#### [What you will do]
Using the biography of James Zumberge, explain what training and work the text gives to support calling him an American geologist.

#### [Text section]
9th President of the University of Southern California
- In office 1980–1991
- Preceded by: John R. Hubbard
- Succeeded by: Steven Sample

7th President of Southern Methodist University
- In office 1975–1980
- Preceded by: Paul Hardin III
- Succeeded by: L. Donald Shields

14th Chancellor of the University of Nebraska–Lincoln
- In office January 1, 1972 – September 30, 1975
- Preceded by: Joseph Soshnik
- Succeeded by: Roy Young

Director of the School of Earth Science at University of Arizona
- In office 1968–1972

1st President of Grand Valley State University
- In office 1962–1968

Personal details
- Born: December 27, 1923 Minneapolis, Minnesota, U.S.
- Died: April 15, 1992 (aged 68) Pasadena, California, U.S.
- Education: University of Minnesota
- Occupation: Academic administrator

= James Zumberge =

American geologist and university president (1923–1992)

James Herbert Zumberge (December 27, 1923 - April 15, 1992) was a professor of geology and president of Grand Valley State University from 1962 to 1969, of Southern Methodist University from 1975 to 1980, and of the University of Southern California from 1980 to 1991.

==Biography==

===Early life and education===
James Herbert Zumberge was born in Minneapolis, Minnesota, in 1923 to Herbert Samuel and Helen Reich Zumberge.
He served in the military (U.S. Marine Corps) before earning a Ph.D. in geology from the University of Minnesota in 1950. His thesis was on the formation of the Great Lakes.

===Career===
Zumberge taught for several years at the University of Michigan and later was the director of the earth sciences school at the University of Arizona. He led several expeditions in Antarctica and was chief glaciologist for the U.S. Ross Ice Shelf project in Antarctica. Cape Zumberge and the Zumberge Coast bear his name.

Referring expression pointing data
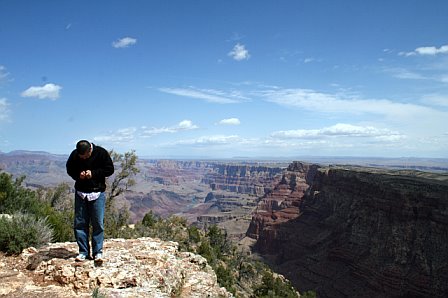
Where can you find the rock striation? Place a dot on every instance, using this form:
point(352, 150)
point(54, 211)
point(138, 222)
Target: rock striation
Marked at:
point(357, 232)
point(143, 267)
point(245, 179)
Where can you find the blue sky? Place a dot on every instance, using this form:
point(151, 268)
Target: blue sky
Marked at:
point(221, 79)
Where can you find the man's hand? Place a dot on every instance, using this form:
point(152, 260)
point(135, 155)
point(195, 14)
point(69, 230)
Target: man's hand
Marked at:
point(88, 174)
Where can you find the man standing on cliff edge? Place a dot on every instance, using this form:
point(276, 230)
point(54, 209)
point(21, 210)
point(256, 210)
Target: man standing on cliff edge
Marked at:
point(89, 165)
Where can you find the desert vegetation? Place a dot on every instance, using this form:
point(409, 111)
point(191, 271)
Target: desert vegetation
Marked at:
point(36, 217)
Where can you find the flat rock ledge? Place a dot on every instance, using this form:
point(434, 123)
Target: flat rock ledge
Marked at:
point(143, 267)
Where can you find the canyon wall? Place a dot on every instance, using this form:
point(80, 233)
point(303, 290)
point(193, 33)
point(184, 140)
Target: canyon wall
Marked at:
point(246, 179)
point(357, 232)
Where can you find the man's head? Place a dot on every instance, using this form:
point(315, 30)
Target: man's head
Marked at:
point(84, 149)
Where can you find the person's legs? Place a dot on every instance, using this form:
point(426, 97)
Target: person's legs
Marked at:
point(81, 225)
point(97, 218)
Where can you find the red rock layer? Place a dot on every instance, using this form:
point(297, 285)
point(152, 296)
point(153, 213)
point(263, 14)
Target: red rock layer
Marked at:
point(357, 232)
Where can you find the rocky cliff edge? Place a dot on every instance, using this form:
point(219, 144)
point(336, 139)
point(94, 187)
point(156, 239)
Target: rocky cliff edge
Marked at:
point(143, 267)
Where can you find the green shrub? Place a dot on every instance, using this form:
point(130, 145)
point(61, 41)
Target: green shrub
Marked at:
point(23, 231)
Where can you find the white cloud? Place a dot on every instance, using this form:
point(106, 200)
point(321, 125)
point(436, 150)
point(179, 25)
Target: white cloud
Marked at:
point(210, 140)
point(426, 51)
point(401, 73)
point(50, 91)
point(124, 42)
point(3, 73)
point(230, 121)
point(209, 95)
point(4, 110)
point(345, 104)
point(339, 130)
point(131, 134)
point(239, 52)
point(435, 99)
point(120, 136)
point(181, 126)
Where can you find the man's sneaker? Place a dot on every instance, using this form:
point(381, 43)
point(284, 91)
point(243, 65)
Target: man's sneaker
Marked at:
point(80, 258)
point(98, 258)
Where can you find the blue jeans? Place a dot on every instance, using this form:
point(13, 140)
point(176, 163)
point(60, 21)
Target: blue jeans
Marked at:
point(86, 213)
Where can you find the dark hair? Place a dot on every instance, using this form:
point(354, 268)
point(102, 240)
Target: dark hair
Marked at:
point(82, 147)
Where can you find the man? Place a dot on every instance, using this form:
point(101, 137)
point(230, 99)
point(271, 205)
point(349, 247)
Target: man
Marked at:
point(89, 165)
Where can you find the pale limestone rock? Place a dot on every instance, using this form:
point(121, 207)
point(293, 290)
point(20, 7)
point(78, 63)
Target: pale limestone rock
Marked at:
point(143, 267)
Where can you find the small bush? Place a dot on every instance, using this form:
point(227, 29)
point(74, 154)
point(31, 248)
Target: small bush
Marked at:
point(22, 231)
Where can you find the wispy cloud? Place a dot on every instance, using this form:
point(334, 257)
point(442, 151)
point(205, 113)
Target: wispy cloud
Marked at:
point(239, 52)
point(120, 136)
point(124, 42)
point(230, 121)
point(339, 130)
point(50, 91)
point(436, 100)
point(402, 73)
point(210, 140)
point(209, 95)
point(431, 51)
point(344, 104)
point(3, 74)
point(4, 109)
point(130, 134)
point(181, 126)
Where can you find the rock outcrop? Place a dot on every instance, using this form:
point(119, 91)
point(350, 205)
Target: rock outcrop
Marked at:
point(357, 232)
point(245, 179)
point(143, 267)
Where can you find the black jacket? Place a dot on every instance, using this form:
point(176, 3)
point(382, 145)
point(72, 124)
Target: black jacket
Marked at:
point(99, 163)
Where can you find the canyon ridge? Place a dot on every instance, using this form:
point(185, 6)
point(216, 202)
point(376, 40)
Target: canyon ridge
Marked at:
point(376, 229)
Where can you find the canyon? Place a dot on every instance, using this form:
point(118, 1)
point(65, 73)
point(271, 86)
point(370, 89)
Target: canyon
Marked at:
point(340, 230)
point(357, 232)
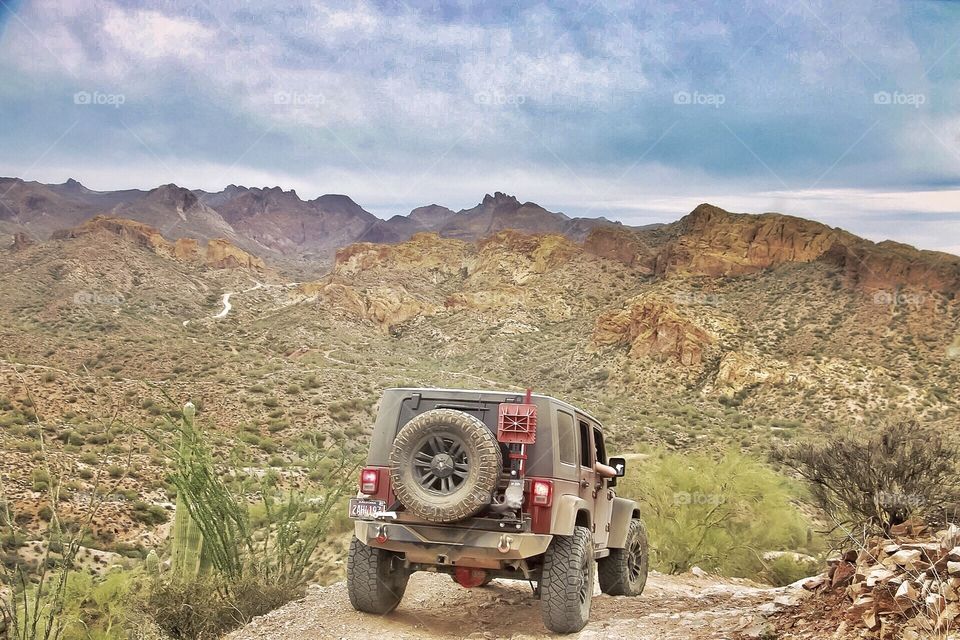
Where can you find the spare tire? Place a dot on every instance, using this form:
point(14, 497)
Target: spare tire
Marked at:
point(445, 465)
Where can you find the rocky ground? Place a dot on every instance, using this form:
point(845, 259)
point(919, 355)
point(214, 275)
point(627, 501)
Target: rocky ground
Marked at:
point(688, 606)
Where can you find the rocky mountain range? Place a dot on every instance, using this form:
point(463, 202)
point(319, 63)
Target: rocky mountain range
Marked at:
point(720, 329)
point(270, 222)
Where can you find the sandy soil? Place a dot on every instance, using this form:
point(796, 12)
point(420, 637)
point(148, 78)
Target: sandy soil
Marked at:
point(671, 608)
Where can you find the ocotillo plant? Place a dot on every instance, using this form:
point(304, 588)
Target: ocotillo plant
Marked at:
point(187, 547)
point(211, 526)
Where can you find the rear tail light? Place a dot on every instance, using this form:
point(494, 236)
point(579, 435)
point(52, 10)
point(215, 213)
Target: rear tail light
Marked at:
point(541, 493)
point(369, 481)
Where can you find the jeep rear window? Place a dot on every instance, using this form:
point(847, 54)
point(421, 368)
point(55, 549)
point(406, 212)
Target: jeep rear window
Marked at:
point(567, 438)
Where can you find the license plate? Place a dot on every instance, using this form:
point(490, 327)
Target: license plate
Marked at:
point(365, 509)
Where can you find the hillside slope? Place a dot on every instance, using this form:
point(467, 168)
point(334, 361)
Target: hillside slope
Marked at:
point(434, 607)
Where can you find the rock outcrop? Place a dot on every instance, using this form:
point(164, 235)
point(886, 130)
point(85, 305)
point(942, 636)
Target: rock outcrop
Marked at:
point(903, 586)
point(738, 370)
point(384, 306)
point(652, 328)
point(891, 265)
point(217, 253)
point(623, 245)
point(21, 241)
point(713, 242)
point(423, 252)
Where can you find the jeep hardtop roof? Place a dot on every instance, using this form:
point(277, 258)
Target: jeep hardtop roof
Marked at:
point(482, 396)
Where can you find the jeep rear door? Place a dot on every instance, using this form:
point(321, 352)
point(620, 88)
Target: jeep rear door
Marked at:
point(593, 487)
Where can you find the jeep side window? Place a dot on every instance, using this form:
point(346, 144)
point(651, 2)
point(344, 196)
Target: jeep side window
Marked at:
point(598, 440)
point(567, 438)
point(586, 459)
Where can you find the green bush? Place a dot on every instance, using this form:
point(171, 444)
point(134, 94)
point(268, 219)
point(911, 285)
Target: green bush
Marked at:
point(719, 513)
point(208, 607)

#### [Worked solution]
He earned a Ph.D. in geology from the University of Minnesota in 1950, with a thesis on the formation of the Great Lakes, and was a professor of geology. He taught at the University of Michigan, directed the earth sciences school at the University of Arizona, led several expeditions in Antarctica and was chief glaciologist for the U.S. Ross Ice Shelf project.